## DO THIS
Can you copy each of the records below word for word, keeping every line?

## DATA FOR PROCESSING
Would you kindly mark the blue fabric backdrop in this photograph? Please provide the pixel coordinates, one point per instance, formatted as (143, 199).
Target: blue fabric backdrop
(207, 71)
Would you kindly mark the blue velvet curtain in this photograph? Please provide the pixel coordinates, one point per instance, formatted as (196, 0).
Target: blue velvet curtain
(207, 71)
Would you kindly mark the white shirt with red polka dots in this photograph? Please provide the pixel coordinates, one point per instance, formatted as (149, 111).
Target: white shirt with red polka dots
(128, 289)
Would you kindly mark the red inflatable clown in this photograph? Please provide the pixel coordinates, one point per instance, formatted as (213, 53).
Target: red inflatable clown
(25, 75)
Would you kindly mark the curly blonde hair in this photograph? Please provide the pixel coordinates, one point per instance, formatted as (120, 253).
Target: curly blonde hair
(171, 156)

## FINISHED ANSWER
Would you kindly mark the blue fabric backdrop in this photograph? Please provide the pixel coordinates, one point per instance, formatted as (143, 199).
Target: blue fabric backdrop
(207, 71)
Would you kindly mark the blue velvet curtain in this photograph? Please provide the pixel coordinates, one point per instance, formatted as (196, 0).
Target: blue velvet curtain
(207, 71)
Would you kindly mark the white shirt with red polka dots in this photograph? Please provide the pixel coordinates, one point per instance, formatted as (149, 111).
Target: white shirt with red polka dots
(128, 289)
Would you kindly mark the red inflatable clown in this photograph? Please provide the pixel coordinates, one point per instance, formatted as (213, 53).
Target: red inflatable clown
(25, 75)
Would you kindly mark the curly blonde hair in this photograph? Please provide the pixel coordinates, one point per instance, formatted as (120, 253).
Target: curly blonde hair
(171, 156)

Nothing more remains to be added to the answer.